(Excerpts from point annotation data)

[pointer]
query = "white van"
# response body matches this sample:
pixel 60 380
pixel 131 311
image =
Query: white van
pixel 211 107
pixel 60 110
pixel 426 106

EXERCISE DESCRIPTION:
Copy the records above verbatim, line by line, with no changes.

FINISHED ANSWER:
[pointer]
query = "white van"
# response body matches this sample:
pixel 60 380
pixel 131 311
image =
Query: white van
pixel 211 107
pixel 60 110
pixel 426 106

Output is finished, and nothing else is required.